= Beginning of Section =
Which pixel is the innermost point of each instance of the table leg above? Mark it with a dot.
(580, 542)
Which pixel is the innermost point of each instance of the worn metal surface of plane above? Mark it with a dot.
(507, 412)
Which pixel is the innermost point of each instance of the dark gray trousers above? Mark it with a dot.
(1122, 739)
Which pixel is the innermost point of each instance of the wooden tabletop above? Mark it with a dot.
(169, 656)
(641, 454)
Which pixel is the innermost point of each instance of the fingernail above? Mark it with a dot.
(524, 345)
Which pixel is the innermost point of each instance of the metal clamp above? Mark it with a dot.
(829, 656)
= End of Section =
## Directions for this task
The records must be reproduced in full. Nothing should differ.

## Output below
Which pixel is the innermost point of each instance of the table leg above? Mark it with a dot.
(580, 542)
Which pixel is the innermost point of each instance of the worn metal surface of plane above? Mark it with a dot.
(507, 412)
Which pixel is the innermost point of each instance of the dark gray trousers above? Mark it with a dot.
(1122, 739)
Which pixel is the innermost point of each instance of the wooden tabletop above? Mark it with a dot.
(169, 656)
(641, 454)
Which pixel is the innermost point of each instance of the fingernail above? Mark it with a dot.
(524, 345)
Which pixel is the innermost point of each instance of the metal clamp above? Mark it with a dot.
(829, 656)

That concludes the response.